Data supplied.
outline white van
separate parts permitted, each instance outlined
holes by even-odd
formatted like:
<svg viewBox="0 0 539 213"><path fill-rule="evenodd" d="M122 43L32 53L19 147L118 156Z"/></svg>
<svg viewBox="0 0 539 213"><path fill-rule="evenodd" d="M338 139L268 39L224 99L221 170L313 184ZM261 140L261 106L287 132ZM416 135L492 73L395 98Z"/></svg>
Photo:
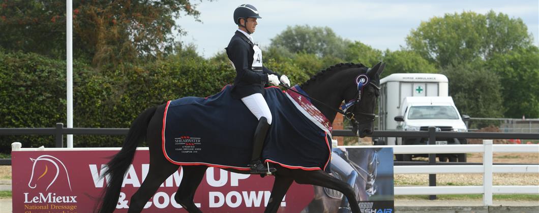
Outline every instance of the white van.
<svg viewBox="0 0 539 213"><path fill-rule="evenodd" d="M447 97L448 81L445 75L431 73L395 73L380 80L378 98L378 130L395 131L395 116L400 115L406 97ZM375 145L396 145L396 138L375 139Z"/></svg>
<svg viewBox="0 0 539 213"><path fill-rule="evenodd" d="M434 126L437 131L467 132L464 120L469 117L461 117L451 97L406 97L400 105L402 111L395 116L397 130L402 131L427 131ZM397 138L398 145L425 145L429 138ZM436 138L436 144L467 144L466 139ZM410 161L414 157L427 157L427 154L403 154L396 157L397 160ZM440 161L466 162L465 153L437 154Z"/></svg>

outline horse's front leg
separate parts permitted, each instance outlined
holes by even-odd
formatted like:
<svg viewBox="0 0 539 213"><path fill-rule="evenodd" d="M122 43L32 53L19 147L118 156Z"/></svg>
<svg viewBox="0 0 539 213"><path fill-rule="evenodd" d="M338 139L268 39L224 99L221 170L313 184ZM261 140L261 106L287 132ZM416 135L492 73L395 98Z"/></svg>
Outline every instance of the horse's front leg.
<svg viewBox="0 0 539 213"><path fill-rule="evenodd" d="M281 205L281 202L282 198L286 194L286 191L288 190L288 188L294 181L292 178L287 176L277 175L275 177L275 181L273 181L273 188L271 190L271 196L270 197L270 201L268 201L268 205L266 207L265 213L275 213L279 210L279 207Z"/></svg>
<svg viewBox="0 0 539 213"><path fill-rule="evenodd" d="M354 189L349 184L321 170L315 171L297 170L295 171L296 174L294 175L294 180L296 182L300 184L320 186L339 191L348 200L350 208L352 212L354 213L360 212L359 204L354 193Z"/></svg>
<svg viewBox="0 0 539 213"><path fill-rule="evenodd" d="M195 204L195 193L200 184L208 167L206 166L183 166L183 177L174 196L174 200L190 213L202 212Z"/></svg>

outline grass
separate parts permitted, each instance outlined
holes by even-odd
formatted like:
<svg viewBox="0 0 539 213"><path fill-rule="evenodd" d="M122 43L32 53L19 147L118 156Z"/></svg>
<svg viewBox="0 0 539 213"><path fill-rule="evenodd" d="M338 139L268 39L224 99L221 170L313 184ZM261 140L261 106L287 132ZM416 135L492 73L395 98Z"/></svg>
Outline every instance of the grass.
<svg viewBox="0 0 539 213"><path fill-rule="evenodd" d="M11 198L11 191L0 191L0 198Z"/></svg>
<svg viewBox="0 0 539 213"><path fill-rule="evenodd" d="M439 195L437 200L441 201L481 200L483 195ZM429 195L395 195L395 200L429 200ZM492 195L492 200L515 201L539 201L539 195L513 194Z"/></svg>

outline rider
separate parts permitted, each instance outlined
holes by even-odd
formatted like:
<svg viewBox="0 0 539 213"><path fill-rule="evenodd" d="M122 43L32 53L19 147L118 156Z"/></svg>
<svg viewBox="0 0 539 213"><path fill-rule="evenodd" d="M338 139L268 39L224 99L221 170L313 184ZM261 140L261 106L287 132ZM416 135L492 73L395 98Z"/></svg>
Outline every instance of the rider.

Task directions.
Copy out all of the material above word for word, leaving out the image.

The output.
outline white van
separate parts permitted, each instance outlined
holes by even-odd
formatted like:
<svg viewBox="0 0 539 213"><path fill-rule="evenodd" d="M122 43L32 53L19 147L118 156Z"/></svg>
<svg viewBox="0 0 539 213"><path fill-rule="evenodd" d="M338 139L268 39L224 99L221 170L313 184ZM261 140L261 106L287 132ZM416 135L492 73L395 98Z"/></svg>
Photo:
Outline every instance of the white van.
<svg viewBox="0 0 539 213"><path fill-rule="evenodd" d="M447 97L448 81L445 75L431 73L395 73L380 80L378 98L378 130L395 131L395 116L400 115L406 97ZM375 145L396 145L396 138L375 139Z"/></svg>
<svg viewBox="0 0 539 213"><path fill-rule="evenodd" d="M434 126L437 131L467 132L464 120L469 117L461 117L451 97L406 97L400 105L402 111L395 116L397 130L402 131L427 131ZM397 138L398 145L425 145L429 138ZM436 138L436 144L467 144L466 139ZM410 161L414 157L427 157L427 154L403 154L396 157L397 160ZM440 161L466 162L465 153L437 154Z"/></svg>

outline horse's front leg
separate parts permitted, each instance outlined
holes by even-odd
formatted like:
<svg viewBox="0 0 539 213"><path fill-rule="evenodd" d="M122 43L32 53L19 147L118 156Z"/></svg>
<svg viewBox="0 0 539 213"><path fill-rule="evenodd" d="M338 139L268 39L224 99L221 170L313 184ZM261 140L261 106L287 132ZM416 135L492 73L395 98Z"/></svg>
Outline every instance of the horse's front leg.
<svg viewBox="0 0 539 213"><path fill-rule="evenodd" d="M281 205L281 202L282 198L286 194L286 191L288 190L288 188L294 181L292 178L287 176L277 175L275 177L275 181L273 181L273 188L271 190L271 196L270 197L270 201L268 201L268 205L266 207L265 213L275 213L279 210L279 207Z"/></svg>
<svg viewBox="0 0 539 213"><path fill-rule="evenodd" d="M354 189L349 184L321 170L315 171L297 170L295 171L296 174L294 175L294 180L296 182L300 184L320 186L339 191L348 200L350 208L352 212L354 213L360 212L359 204L354 193Z"/></svg>
<svg viewBox="0 0 539 213"><path fill-rule="evenodd" d="M195 204L195 193L200 184L208 167L206 166L183 166L183 177L174 196L174 200L190 213L202 212Z"/></svg>

outline grass
separate parts permitted, each instance outlined
holes by even-odd
formatted like:
<svg viewBox="0 0 539 213"><path fill-rule="evenodd" d="M122 43L32 53L19 147L118 156Z"/></svg>
<svg viewBox="0 0 539 213"><path fill-rule="evenodd" d="M338 139L268 39L224 99L221 170L313 184ZM261 140L261 106L287 132ZM416 135L492 73L395 98Z"/></svg>
Outline every instance of the grass.
<svg viewBox="0 0 539 213"><path fill-rule="evenodd" d="M11 198L11 191L0 191L0 198Z"/></svg>
<svg viewBox="0 0 539 213"><path fill-rule="evenodd" d="M439 195L437 200L441 201L481 200L483 195ZM429 195L395 195L395 200L429 200ZM492 195L492 200L515 201L539 201L539 195L513 194Z"/></svg>

outline rider
separate parts permitted, each instance outlined
holes by even-odd
formatted like:
<svg viewBox="0 0 539 213"><path fill-rule="evenodd" d="M122 43L32 53L19 147L118 156Z"/></svg>
<svg viewBox="0 0 539 213"><path fill-rule="evenodd" d="M338 139L268 39L224 99L221 170L313 184ZM261 140L261 106L287 132ZM416 135L492 73L395 98Z"/></svg>
Outline every instance of the rider.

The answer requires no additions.